■ The problem ■
The reply is to be an exact repetition of the entries that follow, with each picture left out.

(Items from a data source)

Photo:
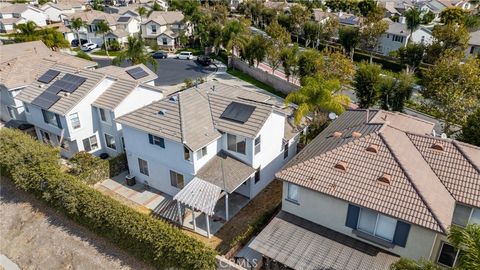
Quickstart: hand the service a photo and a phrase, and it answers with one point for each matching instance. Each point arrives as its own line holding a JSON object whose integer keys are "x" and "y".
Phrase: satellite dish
{"x": 332, "y": 116}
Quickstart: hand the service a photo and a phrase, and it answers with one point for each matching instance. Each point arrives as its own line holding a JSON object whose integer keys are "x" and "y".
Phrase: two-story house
{"x": 76, "y": 108}
{"x": 21, "y": 64}
{"x": 16, "y": 14}
{"x": 165, "y": 27}
{"x": 374, "y": 186}
{"x": 214, "y": 135}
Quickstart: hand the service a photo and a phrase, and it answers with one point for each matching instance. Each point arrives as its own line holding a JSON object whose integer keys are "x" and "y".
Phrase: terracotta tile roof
{"x": 302, "y": 244}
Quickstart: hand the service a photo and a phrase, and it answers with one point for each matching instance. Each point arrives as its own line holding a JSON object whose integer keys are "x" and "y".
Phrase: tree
{"x": 76, "y": 24}
{"x": 471, "y": 129}
{"x": 366, "y": 82}
{"x": 452, "y": 89}
{"x": 136, "y": 53}
{"x": 370, "y": 34}
{"x": 349, "y": 38}
{"x": 103, "y": 29}
{"x": 395, "y": 90}
{"x": 413, "y": 17}
{"x": 411, "y": 55}
{"x": 453, "y": 15}
{"x": 317, "y": 96}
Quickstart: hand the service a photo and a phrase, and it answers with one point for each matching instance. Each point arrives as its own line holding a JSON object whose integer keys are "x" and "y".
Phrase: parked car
{"x": 159, "y": 55}
{"x": 88, "y": 46}
{"x": 74, "y": 42}
{"x": 204, "y": 60}
{"x": 185, "y": 55}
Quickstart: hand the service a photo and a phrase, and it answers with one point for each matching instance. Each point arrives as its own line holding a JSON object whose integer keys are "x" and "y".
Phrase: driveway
{"x": 171, "y": 71}
{"x": 35, "y": 236}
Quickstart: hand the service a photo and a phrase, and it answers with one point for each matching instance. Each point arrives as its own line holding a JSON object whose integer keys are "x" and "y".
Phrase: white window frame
{"x": 114, "y": 142}
{"x": 71, "y": 120}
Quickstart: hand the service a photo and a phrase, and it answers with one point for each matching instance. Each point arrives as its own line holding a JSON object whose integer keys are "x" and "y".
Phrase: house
{"x": 122, "y": 26}
{"x": 165, "y": 27}
{"x": 76, "y": 109}
{"x": 474, "y": 44}
{"x": 372, "y": 187}
{"x": 21, "y": 64}
{"x": 15, "y": 14}
{"x": 209, "y": 141}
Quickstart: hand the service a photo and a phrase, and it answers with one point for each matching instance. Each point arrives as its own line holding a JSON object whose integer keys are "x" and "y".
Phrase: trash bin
{"x": 130, "y": 179}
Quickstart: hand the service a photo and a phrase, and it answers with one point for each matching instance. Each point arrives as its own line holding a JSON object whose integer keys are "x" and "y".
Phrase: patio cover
{"x": 302, "y": 244}
{"x": 225, "y": 171}
{"x": 199, "y": 195}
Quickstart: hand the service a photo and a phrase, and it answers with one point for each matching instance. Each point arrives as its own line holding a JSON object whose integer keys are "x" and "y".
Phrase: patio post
{"x": 194, "y": 221}
{"x": 179, "y": 213}
{"x": 226, "y": 206}
{"x": 208, "y": 225}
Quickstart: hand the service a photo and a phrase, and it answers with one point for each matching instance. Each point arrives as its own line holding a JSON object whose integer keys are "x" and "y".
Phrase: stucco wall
{"x": 332, "y": 212}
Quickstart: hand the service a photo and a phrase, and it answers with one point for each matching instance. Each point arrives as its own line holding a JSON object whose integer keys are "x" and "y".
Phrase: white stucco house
{"x": 22, "y": 64}
{"x": 229, "y": 140}
{"x": 76, "y": 109}
{"x": 372, "y": 187}
{"x": 165, "y": 28}
{"x": 20, "y": 13}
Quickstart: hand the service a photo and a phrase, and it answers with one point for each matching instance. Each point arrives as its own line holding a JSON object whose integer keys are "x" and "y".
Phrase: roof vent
{"x": 356, "y": 134}
{"x": 173, "y": 99}
{"x": 337, "y": 134}
{"x": 437, "y": 146}
{"x": 372, "y": 148}
{"x": 385, "y": 179}
{"x": 342, "y": 165}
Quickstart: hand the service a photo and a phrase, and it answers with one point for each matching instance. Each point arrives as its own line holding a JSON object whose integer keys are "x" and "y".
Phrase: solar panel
{"x": 238, "y": 112}
{"x": 45, "y": 100}
{"x": 48, "y": 76}
{"x": 137, "y": 73}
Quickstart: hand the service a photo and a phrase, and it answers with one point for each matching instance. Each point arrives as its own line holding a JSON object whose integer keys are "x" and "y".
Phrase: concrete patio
{"x": 163, "y": 205}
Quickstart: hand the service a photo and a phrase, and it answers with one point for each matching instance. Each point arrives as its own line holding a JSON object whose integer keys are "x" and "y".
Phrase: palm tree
{"x": 103, "y": 29}
{"x": 136, "y": 53}
{"x": 76, "y": 24}
{"x": 317, "y": 96}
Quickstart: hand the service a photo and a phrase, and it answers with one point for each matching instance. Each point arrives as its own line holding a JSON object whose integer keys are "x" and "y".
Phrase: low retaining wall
{"x": 263, "y": 76}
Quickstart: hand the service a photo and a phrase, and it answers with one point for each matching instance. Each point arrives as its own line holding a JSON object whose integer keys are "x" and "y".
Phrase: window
{"x": 292, "y": 192}
{"x": 110, "y": 141}
{"x": 143, "y": 166}
{"x": 376, "y": 224}
{"x": 201, "y": 153}
{"x": 186, "y": 153}
{"x": 448, "y": 255}
{"x": 90, "y": 143}
{"x": 462, "y": 215}
{"x": 236, "y": 144}
{"x": 156, "y": 140}
{"x": 74, "y": 120}
{"x": 104, "y": 115}
{"x": 257, "y": 145}
{"x": 285, "y": 150}
{"x": 176, "y": 180}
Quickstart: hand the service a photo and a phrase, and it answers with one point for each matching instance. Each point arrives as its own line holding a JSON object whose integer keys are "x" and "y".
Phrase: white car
{"x": 88, "y": 46}
{"x": 185, "y": 55}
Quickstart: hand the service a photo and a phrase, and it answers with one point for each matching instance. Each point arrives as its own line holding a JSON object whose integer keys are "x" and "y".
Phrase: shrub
{"x": 34, "y": 167}
{"x": 89, "y": 168}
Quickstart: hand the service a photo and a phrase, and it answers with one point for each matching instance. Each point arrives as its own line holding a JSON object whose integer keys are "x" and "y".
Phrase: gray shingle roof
{"x": 302, "y": 244}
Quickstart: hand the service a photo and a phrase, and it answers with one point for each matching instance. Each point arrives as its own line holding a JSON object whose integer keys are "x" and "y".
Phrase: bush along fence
{"x": 34, "y": 167}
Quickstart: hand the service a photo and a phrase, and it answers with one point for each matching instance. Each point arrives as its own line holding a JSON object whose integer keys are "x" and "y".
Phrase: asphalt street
{"x": 171, "y": 71}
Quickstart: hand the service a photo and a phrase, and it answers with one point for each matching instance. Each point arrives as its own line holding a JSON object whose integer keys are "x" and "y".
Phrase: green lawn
{"x": 257, "y": 83}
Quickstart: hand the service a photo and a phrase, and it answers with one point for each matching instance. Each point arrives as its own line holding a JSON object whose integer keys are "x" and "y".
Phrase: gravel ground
{"x": 35, "y": 236}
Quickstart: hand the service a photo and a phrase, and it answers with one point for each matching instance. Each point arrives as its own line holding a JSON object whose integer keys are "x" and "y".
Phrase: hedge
{"x": 34, "y": 167}
{"x": 89, "y": 168}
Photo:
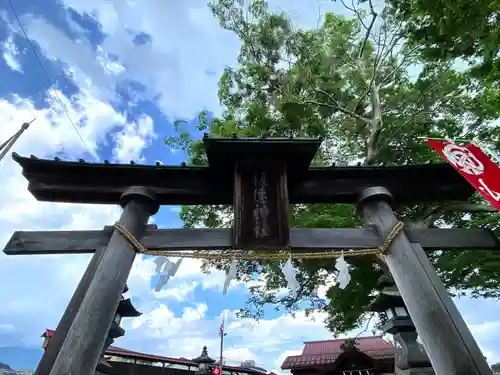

■ Written solution ■
Photo:
Quickstart: hand the service a photo and a phrase, and it answers with one point for each matching instance. Each point arrives as its own line holding a JSON object whose integer keys are "x" and "y".
Phrase: satellite dish
{"x": 332, "y": 116}
Quickstart: hand the service a photo and a phrase, and it answers with one point for each matching instance. Each point arrives as its own line holding a JSON object whose integer keys are "x" and "y".
Phrase: two-story house
{"x": 76, "y": 108}
{"x": 21, "y": 64}
{"x": 16, "y": 14}
{"x": 165, "y": 27}
{"x": 374, "y": 186}
{"x": 214, "y": 135}
Quickstart: hand the service a photo and a phrase, and it answers with one point for each matching instance. Each point arrives as its own line holding a JSON object whose integer keys are "x" and "y".
Phrase: terracotta tile roof
{"x": 302, "y": 244}
Quickstart: hand the service a photo and a phrase, and it answers with one point for each matching instance. Each point arrives as its own line holding a JSON object whose integer keys are "x" and "y".
Phrase: tree
{"x": 76, "y": 24}
{"x": 471, "y": 129}
{"x": 366, "y": 82}
{"x": 452, "y": 89}
{"x": 136, "y": 53}
{"x": 370, "y": 34}
{"x": 349, "y": 38}
{"x": 103, "y": 29}
{"x": 395, "y": 90}
{"x": 413, "y": 17}
{"x": 411, "y": 55}
{"x": 453, "y": 15}
{"x": 317, "y": 96}
Quickstart: hand the service a photo and a phrase, and it answers with one point for each matching instance. Each point arrives as its own line holding a JSON object whose integer keys are "x" and "y".
Phrase: parked car
{"x": 159, "y": 55}
{"x": 88, "y": 46}
{"x": 74, "y": 42}
{"x": 204, "y": 60}
{"x": 185, "y": 55}
Quickstart: hand the service a photo and a phrase, and it answers with one point for each matching instance. Each point arrives as its own line holding a JSON object whose integer keys are "x" and "y".
Phrase: driveway
{"x": 171, "y": 71}
{"x": 35, "y": 236}
Quickstart: hand the service a photo and a phrase, and it answers with one point for each matching instance. Each point arrives as its own line holding a JSON object whose integer keys are "x" and "y".
Phrase: white window frame
{"x": 114, "y": 142}
{"x": 71, "y": 120}
Quickstart: hand the service a photo and a phrase, and it answers with one point for each matching instance. Each point arrives as its own line holding a JSON object whose integer keys are "x" and "y".
Phrase: house
{"x": 122, "y": 26}
{"x": 165, "y": 27}
{"x": 76, "y": 109}
{"x": 474, "y": 44}
{"x": 372, "y": 187}
{"x": 21, "y": 64}
{"x": 15, "y": 14}
{"x": 209, "y": 141}
Quickstart: hand the service a photo and a phrase, and it answers with one point for each matching instance. Each point arrives as its own line holding a JSON object whose integer keys are "x" and "y".
Phrase: trash bin
{"x": 130, "y": 179}
Quickstart: hand the service a photo and a phrase, and it answers with one point for each matching instance. Each point arrives as its own line holding a JSON object whose integer keys are "x" and "y".
Phrase: patio cover
{"x": 302, "y": 244}
{"x": 225, "y": 171}
{"x": 199, "y": 195}
Quickstart: hand the service a photo and a phrase, and it answers with one point for each matching instance. Each point arrives as its own line holding a JSON object whose integer keys are "x" and "y".
Phrase: patio post
{"x": 194, "y": 221}
{"x": 179, "y": 213}
{"x": 226, "y": 206}
{"x": 208, "y": 225}
Quickstart: hand the service a photo and a phrase, and it answers with one point for each matching instance. Each point arrives as its own line holding a JSON object whose integer keys are "x" and "y".
Phrase: stucco wall
{"x": 332, "y": 212}
Quickstart: hand the service a photo and a phrase, and it answers with one point for each matching instance. Each point arrives as its own line holding a JSON object whose integer keys are "x" and "y".
Phrase: white stucco house
{"x": 22, "y": 64}
{"x": 229, "y": 140}
{"x": 76, "y": 109}
{"x": 372, "y": 187}
{"x": 165, "y": 28}
{"x": 20, "y": 13}
Quickstart: hand the service a photo and a phrase, and it answers with one point for each matching instance. Each point arrives as its own line holding a JSON object whose integer keys are "x" and "y".
Phrase: roof vent
{"x": 356, "y": 134}
{"x": 173, "y": 99}
{"x": 337, "y": 134}
{"x": 437, "y": 146}
{"x": 372, "y": 148}
{"x": 385, "y": 179}
{"x": 342, "y": 165}
Quickstart: hand the service a photo and a phrase, and it answers with one point for each matching instance. Each point arrives as its own line holding a JSON object whose integer keys are "x" and "y".
Phrase: solar panel
{"x": 238, "y": 112}
{"x": 45, "y": 100}
{"x": 48, "y": 76}
{"x": 137, "y": 73}
Quickstart: hand the service a photo and a phrase, and it answers with one point for each matching instance. Each point arrives as its own line holding a JSON object whose integer keys are "x" and "y".
Phrase: concrete patio
{"x": 163, "y": 205}
Quickstart: hand the service a photo and a phrase, and it answers with one point for each matching instance. Each point arrives as its own line holding a JSON object whose integer keys are "x" and "y".
Phrase: palm tree
{"x": 103, "y": 29}
{"x": 136, "y": 53}
{"x": 76, "y": 24}
{"x": 317, "y": 96}
Quickstart: hand the service a photo and a phrase, and it answers with one point for each matching instance. Each point arrives as its own line holding a JSON object whose integer keys are "x" and "y".
Phrase: low retaining wall
{"x": 263, "y": 76}
Quickstart: hand the service a photo and a phrase, and it answers with one point for each matching instance. Each point arrives as its own line holding a JSON object whose integer keys are "x" and "y".
Phrase: window
{"x": 292, "y": 192}
{"x": 110, "y": 141}
{"x": 143, "y": 166}
{"x": 376, "y": 224}
{"x": 201, "y": 153}
{"x": 186, "y": 153}
{"x": 448, "y": 255}
{"x": 90, "y": 143}
{"x": 462, "y": 215}
{"x": 236, "y": 144}
{"x": 156, "y": 140}
{"x": 74, "y": 120}
{"x": 104, "y": 115}
{"x": 257, "y": 145}
{"x": 285, "y": 150}
{"x": 176, "y": 180}
Quickstart: hand the service a photo and a phrase, and it answers with one point for each matching instance. Each point arrives as its own line holding a JSON object whose integer keys are "x" and "y".
Phrase: white car
{"x": 88, "y": 46}
{"x": 185, "y": 55}
Quickstart: hand the service a photo and a phrase, and it answers with one point for each matching instance. Each point arrives as its own line holding a JSON object whose integer keys are "x" and "y".
Phrase: shrub
{"x": 34, "y": 167}
{"x": 89, "y": 168}
Quickstart: hand the service a photo and a phrase, and it answers with one point for each matching instance. Each point arrives as its own line holding a JSON object whose integer keys are "x" and "y".
Phrase: gray shingle roof
{"x": 302, "y": 244}
Quickstart: hand the service a photo and a phrase, and it answers with one point for each matching instance. Each point arrives as its own line holding a JSON object whose integer keys are "x" and "y".
Phrase: bush along fence
{"x": 34, "y": 167}
Quickstart: hand the service a photo and a phrase, and it answers with one point for each matching instance. Each point arrives as its own line holding a JSON object whose integer keys are "x" and "y".
Phrase: asphalt street
{"x": 171, "y": 71}
Quickstart: hand the service a photo and a phrase, and it answers with one point for each matching instance. Each point arrives as its own line holding a JSON object whose integer keys are "x" and "y".
Phrase: green lawn
{"x": 257, "y": 83}
Quickstart: hand the service a photo and a phrase, and it answers with one point for each matching instance. Each point arrives as its own line holding a JSON object whose integer keys are "x" and "y".
Phrase: gravel ground
{"x": 35, "y": 236}
Quickstart: hand the service a photo and a phrase, and it answers with one point for each matching instance. Each point arrives as its own line holding a JSON object whose integer keys are "x" and "y".
Phrase: hedge
{"x": 34, "y": 167}
{"x": 89, "y": 168}
Photo:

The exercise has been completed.